Record extracts ::

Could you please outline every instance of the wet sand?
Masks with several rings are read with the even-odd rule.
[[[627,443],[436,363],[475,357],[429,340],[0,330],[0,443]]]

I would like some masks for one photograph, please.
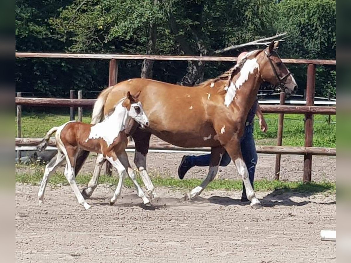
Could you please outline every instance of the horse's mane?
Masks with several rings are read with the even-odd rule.
[[[236,64],[234,67],[230,68],[224,73],[214,79],[211,79],[205,80],[199,84],[198,86],[206,87],[208,85],[211,85],[212,83],[215,83],[219,80],[227,80],[228,81],[227,85],[229,86],[230,84],[229,82],[230,82],[234,76],[238,74],[238,72],[240,72],[240,70],[247,60],[247,57],[253,54],[256,55],[257,53],[260,51],[260,50],[256,50],[248,53],[244,56],[240,62]]]

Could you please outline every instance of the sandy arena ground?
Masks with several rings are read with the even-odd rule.
[[[131,162],[133,153],[129,154]],[[176,176],[183,154],[149,154],[149,170]],[[275,156],[259,155],[256,179],[271,179]],[[312,178],[335,180],[335,158],[313,156]],[[83,171],[91,172],[95,157]],[[282,158],[281,178],[301,180],[303,157]],[[134,166],[134,165],[132,165]],[[187,178],[204,178],[207,168]],[[25,168],[18,169],[17,171]],[[217,178],[239,179],[232,164]],[[80,186],[81,188],[83,186]],[[155,209],[141,204],[134,189],[124,188],[113,206],[114,187],[99,185],[85,211],[69,186],[47,188],[39,206],[38,187],[16,185],[18,262],[336,262],[336,243],[322,241],[320,230],[336,228],[335,195],[259,192],[264,205],[251,209],[241,193],[205,191],[190,202],[185,191],[157,189]]]
[[[190,202],[158,188],[152,210],[125,188],[110,206],[114,188],[100,185],[85,211],[69,186],[51,188],[40,207],[38,187],[16,184],[16,262],[336,262],[336,243],[319,236],[335,229],[335,196],[261,192],[264,207],[254,210],[238,192]]]

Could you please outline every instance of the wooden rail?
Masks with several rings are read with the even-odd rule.
[[[152,55],[123,55],[120,54],[81,54],[72,53],[15,53],[16,58],[48,58],[56,59],[130,59],[152,60],[178,60],[186,61],[236,61],[236,57],[200,56],[161,56]],[[287,64],[313,64],[315,65],[336,65],[336,60],[323,59],[282,59],[283,63]]]
[[[91,108],[93,107],[96,101],[95,99],[25,98],[23,97],[16,97],[15,100],[16,105]],[[336,108],[333,106],[261,105],[260,107],[264,113],[310,113],[332,115],[336,114]]]
[[[161,56],[153,55],[123,55],[119,54],[82,54],[62,53],[41,53],[32,52],[16,52],[16,58],[42,58],[58,59],[110,59],[110,72],[108,85],[114,85],[117,82],[118,75],[118,61],[116,60],[154,60],[202,61],[236,61],[236,57],[223,56]],[[335,148],[322,148],[312,147],[313,141],[313,114],[335,115],[335,107],[320,107],[314,106],[314,93],[316,65],[336,65],[335,60],[308,60],[294,59],[282,59],[283,62],[287,64],[307,64],[307,83],[306,85],[306,105],[303,106],[280,105],[260,105],[262,111],[265,113],[279,113],[281,114],[279,119],[279,127],[278,134],[277,146],[257,146],[257,152],[259,153],[275,154],[277,154],[276,165],[275,178],[279,180],[280,171],[280,154],[303,154],[304,155],[304,181],[310,181],[312,155],[335,155]],[[283,104],[281,97],[280,104]],[[17,97],[15,99],[16,105],[41,106],[45,107],[93,107],[95,100],[72,99],[45,99],[42,98],[23,98]],[[287,147],[281,146],[283,136],[283,114],[295,113],[305,114],[305,147]],[[72,113],[73,115],[73,113]],[[71,115],[72,116],[72,115]],[[19,121],[20,122],[20,120]],[[18,140],[21,140],[22,141]],[[16,145],[24,146],[26,143],[29,143],[26,140],[29,138],[16,139]],[[33,139],[35,140],[35,139]],[[19,144],[17,144],[17,143]],[[25,143],[25,144],[21,144]],[[128,147],[133,147],[130,142]],[[36,144],[35,144],[36,145]],[[204,148],[184,148],[178,147],[163,142],[158,142],[155,144],[152,142],[151,149],[169,149],[185,150],[208,150]],[[205,148],[206,149],[206,148]],[[109,173],[106,168],[106,172]]]
[[[41,138],[16,138],[16,146],[36,146],[42,140]],[[55,146],[55,140],[51,139],[48,143],[49,146]],[[135,144],[133,142],[129,142],[127,147],[128,149],[134,149]],[[211,151],[209,147],[197,147],[184,148],[170,144],[158,139],[156,141],[151,141],[150,143],[150,149],[157,150],[174,150],[187,151]],[[280,154],[313,154],[315,155],[328,155],[335,156],[336,155],[336,148],[326,148],[318,147],[295,147],[292,146],[278,146],[258,145],[256,149],[258,153]]]

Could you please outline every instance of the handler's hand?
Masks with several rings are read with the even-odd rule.
[[[266,121],[263,116],[261,117],[260,118],[259,123],[260,128],[261,128],[261,130],[264,133],[267,132],[267,130],[268,129],[268,127],[267,126],[267,123],[266,122]]]

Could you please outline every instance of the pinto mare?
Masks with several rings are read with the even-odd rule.
[[[150,124],[146,129],[137,127],[131,134],[135,143],[134,162],[141,172],[149,195],[152,197],[155,194],[146,170],[146,155],[153,134],[181,147],[211,147],[207,176],[200,186],[186,195],[186,198],[198,195],[213,179],[225,150],[242,177],[251,205],[260,207],[243,159],[240,139],[249,111],[263,82],[284,90],[287,96],[297,90],[292,75],[274,50],[278,43],[272,41],[266,48],[248,53],[233,67],[197,86],[180,86],[145,79],[120,82],[99,95],[94,106],[93,120],[102,120],[127,91],[130,90],[132,94],[142,91],[139,99]],[[84,152],[80,153],[78,170],[86,158]],[[97,185],[97,172],[99,166],[102,165],[98,162],[88,187],[83,190],[87,196],[91,195]]]
[[[140,94],[140,93],[139,93]],[[44,193],[51,174],[65,159],[65,176],[71,185],[78,202],[85,209],[90,206],[85,201],[77,186],[75,179],[75,168],[77,154],[80,149],[101,154],[119,174],[119,180],[113,196],[110,201],[112,204],[120,194],[123,179],[127,174],[137,189],[138,195],[145,204],[150,204],[131,168],[125,149],[128,144],[128,130],[134,121],[141,126],[148,125],[147,117],[141,103],[137,101],[139,94],[132,96],[127,93],[125,98],[120,99],[111,109],[110,115],[101,122],[88,124],[75,121],[68,121],[49,130],[37,146],[42,151],[47,144],[50,136],[55,132],[58,153],[46,165],[38,193],[39,202],[44,202]],[[128,125],[129,124],[129,125]]]

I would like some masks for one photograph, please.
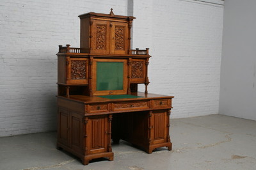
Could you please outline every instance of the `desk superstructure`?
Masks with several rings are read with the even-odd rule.
[[[173,97],[148,93],[148,49],[131,49],[134,17],[90,12],[81,19],[80,48],[59,45],[57,148],[84,165],[113,160],[111,141],[125,140],[151,153],[172,150]],[[144,84],[144,93],[138,84]]]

Task objective :: Quote the material exactly. Pictures stay out.

Expected output ::
Could you please outline every instance of the wet sand?
Masks with several rings are read with the even-odd rule.
[[[627,443],[436,363],[475,357],[429,340],[0,330],[0,443]]]

I would like some masks for one photograph, please.
Could you please outline every instance of the horse's mane?
Masks with several rings are read with the even-odd rule.
[[[236,64],[234,67],[230,68],[224,73],[214,79],[211,79],[205,80],[199,84],[198,86],[206,87],[208,85],[211,85],[212,83],[215,83],[219,80],[227,80],[228,81],[227,85],[229,86],[230,84],[229,82],[230,82],[234,76],[238,74],[238,72],[240,72],[240,70],[247,60],[247,57],[253,54],[256,55],[257,53],[260,51],[260,50],[256,50],[248,53],[244,56],[240,62]]]

Could you please outline every instance of the sandy arena ground?
Masks with several rings are read with the even-odd rule.
[[[131,162],[133,153],[129,154]],[[176,176],[183,154],[149,154],[149,170]],[[275,156],[259,155],[256,179],[271,179]],[[312,178],[335,180],[335,158],[313,156]],[[83,171],[91,172],[95,157]],[[282,158],[281,178],[301,180],[303,157]],[[134,166],[134,165],[132,165]],[[187,178],[204,178],[207,168]],[[25,168],[18,169],[17,171]],[[217,178],[239,179],[232,164]],[[80,186],[81,188],[83,186]],[[155,209],[141,204],[134,189],[124,188],[113,206],[114,187],[99,185],[85,211],[69,186],[47,188],[39,206],[38,187],[16,185],[18,262],[336,262],[336,243],[322,241],[320,230],[336,228],[335,195],[259,192],[264,205],[251,209],[241,193],[205,191],[190,202],[185,191],[157,189]]]
[[[190,202],[158,188],[152,210],[125,188],[110,206],[114,188],[100,185],[85,211],[69,186],[51,188],[40,207],[38,187],[16,184],[16,262],[336,262],[336,243],[319,236],[335,229],[335,196],[261,192],[264,207],[254,210],[238,192]]]

Could you please outline every instance of the wooden rail?
Masks with several rings are read with the even-odd rule.
[[[152,55],[123,55],[120,54],[81,54],[72,53],[15,53],[16,58],[48,58],[56,59],[130,59],[152,60],[178,60],[186,61],[236,61],[236,57],[200,56],[161,56]],[[287,64],[313,64],[315,65],[336,65],[336,60],[323,59],[282,59],[283,63]]]
[[[91,108],[93,107],[96,101],[95,99],[25,98],[23,97],[16,97],[15,100],[16,105]],[[336,108],[333,106],[261,105],[260,107],[264,113],[310,113],[332,115],[336,114]]]
[[[161,56],[153,55],[123,55],[119,54],[82,54],[62,53],[41,53],[32,52],[16,52],[16,58],[42,58],[58,59],[110,59],[110,72],[108,85],[114,85],[117,82],[118,75],[118,61],[116,60],[154,60],[202,61],[236,61],[236,57],[223,56]],[[335,148],[322,148],[312,147],[313,141],[313,114],[335,115],[335,107],[320,107],[314,106],[314,93],[316,65],[336,65],[335,60],[308,60],[294,59],[282,59],[283,62],[287,64],[307,64],[307,83],[306,85],[306,105],[303,106],[280,105],[260,105],[262,111],[265,113],[279,113],[281,114],[279,119],[279,127],[278,134],[277,146],[257,146],[257,152],[259,153],[275,154],[277,154],[276,165],[275,178],[279,180],[280,171],[280,154],[303,154],[304,155],[304,181],[310,181],[312,155],[335,155]],[[283,104],[281,97],[280,104]],[[17,97],[15,99],[16,105],[41,106],[45,107],[93,107],[95,100],[72,99],[45,99],[42,98],[23,98]],[[287,147],[281,146],[283,136],[283,114],[295,113],[305,114],[305,147]],[[72,113],[73,115],[73,113]],[[71,115],[72,116],[72,115]],[[19,121],[20,122],[20,120]],[[18,140],[21,140],[22,141]],[[16,145],[24,146],[26,143],[29,143],[26,140],[29,138],[16,139]],[[33,139],[35,140],[35,139]],[[19,144],[17,144],[17,143]],[[25,143],[25,144],[21,144]],[[128,147],[133,147],[130,142]],[[36,144],[35,144],[36,145]],[[204,148],[184,148],[178,147],[163,142],[158,142],[155,144],[152,142],[151,149],[169,149],[185,150],[208,150]],[[205,148],[206,149],[206,148]],[[109,173],[106,168],[106,172]]]
[[[41,138],[16,138],[16,146],[36,146],[42,140]],[[55,146],[55,140],[51,139],[48,143],[49,146]],[[135,144],[133,142],[129,142],[127,147],[128,149],[134,149]],[[211,151],[209,147],[197,147],[184,148],[170,144],[158,139],[156,141],[151,141],[150,143],[150,149],[157,150],[174,150],[187,151]],[[280,154],[313,154],[315,155],[328,155],[335,156],[336,155],[336,148],[326,148],[318,147],[295,147],[292,146],[278,146],[258,145],[256,149],[258,153]]]

Could you please outline every instance of the handler's hand?
Masks with several rings are read with the even-odd rule.
[[[266,121],[263,116],[261,117],[260,118],[259,123],[260,128],[261,128],[261,130],[264,133],[267,132],[267,130],[268,129],[268,127],[267,126],[267,123],[266,122]]]

Could you please outline every instance of the pinto mare?
Masks with several rings are read with the even-odd rule.
[[[150,124],[146,129],[137,127],[131,134],[135,143],[134,162],[141,172],[149,195],[152,197],[155,194],[146,170],[146,155],[153,134],[181,147],[211,147],[207,176],[200,186],[186,195],[186,198],[198,195],[213,179],[225,150],[242,177],[251,205],[260,207],[243,159],[240,139],[249,111],[263,82],[284,90],[287,96],[297,90],[292,75],[274,50],[278,43],[272,41],[266,48],[248,53],[233,67],[197,86],[180,86],[145,79],[120,82],[99,95],[94,106],[93,120],[102,120],[127,91],[130,90],[132,94],[142,91],[139,99]],[[84,152],[80,153],[78,170],[86,158]],[[97,185],[97,172],[99,166],[102,165],[98,162],[88,187],[83,190],[87,196],[91,195]]]
[[[140,94],[140,93],[139,93]],[[44,193],[51,174],[65,159],[65,176],[71,185],[78,202],[85,209],[90,206],[85,201],[77,186],[75,179],[75,168],[77,154],[80,149],[101,154],[119,174],[119,180],[113,196],[110,201],[112,204],[120,194],[123,179],[127,174],[137,189],[138,195],[145,204],[150,204],[131,168],[125,149],[128,144],[128,130],[134,121],[141,126],[148,125],[147,117],[141,103],[137,101],[139,94],[132,96],[127,93],[125,98],[120,99],[111,109],[110,115],[101,122],[88,124],[75,121],[68,121],[49,130],[37,146],[42,151],[47,144],[50,136],[55,132],[58,153],[46,165],[38,193],[39,202],[44,202]],[[128,125],[129,124],[129,125]]]

I would like some masks for one photograph, please.
Could you please outline every instance of the `desk superstructure`?
Masks with several rings are read with the even-odd rule.
[[[173,97],[148,93],[148,49],[131,49],[134,17],[90,12],[81,19],[80,48],[59,45],[57,148],[84,165],[113,160],[111,141],[125,140],[151,153],[172,150]],[[144,84],[144,93],[138,84]]]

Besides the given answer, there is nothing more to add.